[START OF Passage shown]

Prebuilt Neural Network Models#
In the previous two sections we saw how to build neural networks from scratch in PyTorch. Although these networks that we built were surprisingly capable of modeling handwritten digits, they have many drawbacks, including the amount of work required to understand what they are doing and how they work. In general, neural networks have a reputation as being “black boxes,” meaning that they are hard to understand—they are a black box that performs computations but that don’t let us see how the computations are performed inside.
In fact, the structure of CNNs and questions like “why does a certain arrangement of layers in a CNN yield especially good results?” are very hard to answer without a much deeper analysis of these techniques than this course will cover. However, there are many researchers who study neural networks specifically and who have developed network structures that excel at many kinds of problems. Many of the best model structures are not only available as existing models from PyTorch but also pre-trained on very large datasets. (Pre-trained in this case usually means that they have already been trained to recognize the content of natural images, but see the subsection on Model Generalizability below for why this matters.)

[END OF Passage shown]

■ What to do:
[1] Please summarize the passage on prebuilt neural network models in two sentences.
[2] Revise the part of the passage on prebuilt neural network models that opens with "In fact, the" and closes with "why this matters.)", writing "scientists" in place of "researchers".

[START OF Stored records]

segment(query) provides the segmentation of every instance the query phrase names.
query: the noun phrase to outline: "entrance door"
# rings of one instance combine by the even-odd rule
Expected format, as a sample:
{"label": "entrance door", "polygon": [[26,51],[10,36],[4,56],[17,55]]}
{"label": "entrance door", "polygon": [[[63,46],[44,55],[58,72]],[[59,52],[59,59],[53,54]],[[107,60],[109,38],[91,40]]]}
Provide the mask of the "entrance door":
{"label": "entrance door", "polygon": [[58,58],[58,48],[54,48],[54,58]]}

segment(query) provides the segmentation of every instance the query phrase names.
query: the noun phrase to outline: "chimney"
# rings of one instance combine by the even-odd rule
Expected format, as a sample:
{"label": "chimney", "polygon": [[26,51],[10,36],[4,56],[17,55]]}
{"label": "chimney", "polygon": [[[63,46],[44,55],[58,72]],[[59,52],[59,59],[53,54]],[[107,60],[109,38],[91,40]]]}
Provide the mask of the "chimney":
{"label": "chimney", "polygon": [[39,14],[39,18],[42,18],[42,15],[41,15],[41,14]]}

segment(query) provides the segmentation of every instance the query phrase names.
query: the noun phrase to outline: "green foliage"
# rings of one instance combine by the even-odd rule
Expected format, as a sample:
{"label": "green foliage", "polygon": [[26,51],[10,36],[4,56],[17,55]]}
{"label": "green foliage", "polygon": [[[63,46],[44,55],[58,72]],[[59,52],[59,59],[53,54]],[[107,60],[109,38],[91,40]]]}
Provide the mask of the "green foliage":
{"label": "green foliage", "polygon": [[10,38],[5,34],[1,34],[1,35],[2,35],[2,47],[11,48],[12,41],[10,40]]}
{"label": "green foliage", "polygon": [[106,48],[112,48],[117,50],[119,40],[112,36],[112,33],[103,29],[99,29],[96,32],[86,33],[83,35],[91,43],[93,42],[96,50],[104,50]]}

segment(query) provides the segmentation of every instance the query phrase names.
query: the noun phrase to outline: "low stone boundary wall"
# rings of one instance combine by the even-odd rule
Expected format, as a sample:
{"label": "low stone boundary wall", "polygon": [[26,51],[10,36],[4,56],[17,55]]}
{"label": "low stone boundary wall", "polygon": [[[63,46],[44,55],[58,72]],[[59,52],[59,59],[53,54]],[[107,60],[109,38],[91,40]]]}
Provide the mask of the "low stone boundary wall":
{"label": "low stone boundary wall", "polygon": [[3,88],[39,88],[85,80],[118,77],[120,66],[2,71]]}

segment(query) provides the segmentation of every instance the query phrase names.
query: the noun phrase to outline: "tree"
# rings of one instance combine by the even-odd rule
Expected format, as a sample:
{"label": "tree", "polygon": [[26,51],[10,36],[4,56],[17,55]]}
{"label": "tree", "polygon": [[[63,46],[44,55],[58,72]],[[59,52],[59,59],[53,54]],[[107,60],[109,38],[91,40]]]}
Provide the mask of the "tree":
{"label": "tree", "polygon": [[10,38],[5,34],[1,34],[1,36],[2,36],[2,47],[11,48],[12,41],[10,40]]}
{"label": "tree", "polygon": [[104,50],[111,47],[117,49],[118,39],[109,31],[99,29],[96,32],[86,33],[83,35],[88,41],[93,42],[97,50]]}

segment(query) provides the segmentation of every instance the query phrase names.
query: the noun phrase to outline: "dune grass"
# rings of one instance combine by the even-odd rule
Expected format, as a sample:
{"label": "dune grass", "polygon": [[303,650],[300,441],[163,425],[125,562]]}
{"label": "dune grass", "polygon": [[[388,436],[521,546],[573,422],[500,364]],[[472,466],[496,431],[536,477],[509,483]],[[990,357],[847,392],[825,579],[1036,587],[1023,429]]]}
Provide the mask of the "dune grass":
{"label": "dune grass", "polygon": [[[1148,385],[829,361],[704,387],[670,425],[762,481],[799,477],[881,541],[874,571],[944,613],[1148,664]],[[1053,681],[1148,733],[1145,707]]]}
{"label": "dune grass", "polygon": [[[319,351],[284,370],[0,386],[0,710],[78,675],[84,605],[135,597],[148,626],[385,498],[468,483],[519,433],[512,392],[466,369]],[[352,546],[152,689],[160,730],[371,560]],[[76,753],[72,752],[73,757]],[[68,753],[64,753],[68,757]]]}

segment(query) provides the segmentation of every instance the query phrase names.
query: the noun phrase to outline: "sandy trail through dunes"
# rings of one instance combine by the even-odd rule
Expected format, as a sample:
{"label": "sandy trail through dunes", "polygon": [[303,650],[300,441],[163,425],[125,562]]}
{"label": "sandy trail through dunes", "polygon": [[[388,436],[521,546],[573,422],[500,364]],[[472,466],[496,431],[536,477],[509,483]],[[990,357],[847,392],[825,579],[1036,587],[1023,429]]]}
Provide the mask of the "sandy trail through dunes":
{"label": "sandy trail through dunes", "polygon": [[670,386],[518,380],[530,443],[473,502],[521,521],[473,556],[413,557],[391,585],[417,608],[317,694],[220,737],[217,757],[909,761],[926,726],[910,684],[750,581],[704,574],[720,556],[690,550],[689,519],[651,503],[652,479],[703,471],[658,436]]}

[END OF Stored records]

■ Response list:
[1] Neural networks built from scratch in PyTorch can model handwritten digits surprisingly well, but they are hard to understand and have a reputation as "black boxes," and questions about why certain CNN layer arrangements work well need deeper analysis than the course covers. Researchers who study neural networks have developed structures that excel at many kinds of problems, and many of the best are available as existing PyTorch models, also pre-trained on very large datasets.

[2]
In fact, the structure of CNNs and questions like “why does a certain arrangement of layers in a CNN yield especially good results?” are very hard to answer without a much deeper analysis of these techniques than this course will cover. However, there are many scientists who study neural networks specifically and who have developed network structures that excel at many kinds of problems. Many of the best model structures are not only available as existing models from PyTorch but also pre-trained on very large datasets. (Pre-trained in this case usually means that they have already been trained to recognize the content of natural images, but see the subsection on Model Generalizability below for why this matters.)